**WHAT TO PRODUCE**
Exactly the lines from the one containing "Objective — one point per instance of the mast" through the end of the data below are to be reproduced, and nothing besides them.

Saved entries:
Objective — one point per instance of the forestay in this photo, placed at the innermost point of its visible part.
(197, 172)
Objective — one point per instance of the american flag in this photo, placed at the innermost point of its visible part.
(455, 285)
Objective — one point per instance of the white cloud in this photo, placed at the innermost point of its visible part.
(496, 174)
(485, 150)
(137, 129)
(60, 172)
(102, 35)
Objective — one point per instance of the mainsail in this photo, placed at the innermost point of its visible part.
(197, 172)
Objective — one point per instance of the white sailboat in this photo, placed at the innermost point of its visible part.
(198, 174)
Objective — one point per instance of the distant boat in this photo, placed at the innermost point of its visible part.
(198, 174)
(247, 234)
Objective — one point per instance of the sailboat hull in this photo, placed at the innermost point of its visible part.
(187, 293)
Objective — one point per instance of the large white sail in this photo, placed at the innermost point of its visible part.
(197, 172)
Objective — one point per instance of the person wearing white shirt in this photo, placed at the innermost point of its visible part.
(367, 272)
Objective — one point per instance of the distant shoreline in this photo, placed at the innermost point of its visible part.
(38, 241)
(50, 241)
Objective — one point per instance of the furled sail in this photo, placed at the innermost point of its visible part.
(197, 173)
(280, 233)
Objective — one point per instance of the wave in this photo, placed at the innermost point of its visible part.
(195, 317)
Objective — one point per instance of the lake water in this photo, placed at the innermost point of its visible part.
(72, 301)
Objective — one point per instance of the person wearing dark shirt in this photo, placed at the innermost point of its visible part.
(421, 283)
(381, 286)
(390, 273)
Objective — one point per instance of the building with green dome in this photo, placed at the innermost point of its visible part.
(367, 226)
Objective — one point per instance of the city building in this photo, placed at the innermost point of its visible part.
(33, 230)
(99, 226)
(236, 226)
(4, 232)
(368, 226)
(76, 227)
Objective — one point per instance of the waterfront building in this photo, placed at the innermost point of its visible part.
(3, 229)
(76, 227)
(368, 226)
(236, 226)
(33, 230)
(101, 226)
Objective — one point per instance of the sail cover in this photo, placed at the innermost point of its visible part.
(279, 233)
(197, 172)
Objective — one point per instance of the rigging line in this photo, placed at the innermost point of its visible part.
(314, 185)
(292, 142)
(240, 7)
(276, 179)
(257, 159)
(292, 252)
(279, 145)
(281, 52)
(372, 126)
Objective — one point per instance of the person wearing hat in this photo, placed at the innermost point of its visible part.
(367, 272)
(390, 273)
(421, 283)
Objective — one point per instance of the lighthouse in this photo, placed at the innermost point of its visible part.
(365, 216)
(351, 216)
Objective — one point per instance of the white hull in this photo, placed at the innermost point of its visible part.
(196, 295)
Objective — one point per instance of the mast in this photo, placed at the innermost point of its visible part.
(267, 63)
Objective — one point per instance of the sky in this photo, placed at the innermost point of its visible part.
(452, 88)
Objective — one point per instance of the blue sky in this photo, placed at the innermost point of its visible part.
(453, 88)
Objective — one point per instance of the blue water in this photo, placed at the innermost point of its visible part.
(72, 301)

**ANSWER TO THE PROBLEM**
Objective — one point per instance of the mast in this photo, placed at the innermost point of its visible part.
(267, 63)
Objective — one point per instance of the sky in this photo, placed at the innermost point of its visible part.
(452, 88)
Objective — one point per instance of the blue sky in this photo, placed at the innermost point of its visible part.
(453, 88)
Objective — one point per instance of the blue water in this photo, placed at the innermost point of its visible part.
(72, 301)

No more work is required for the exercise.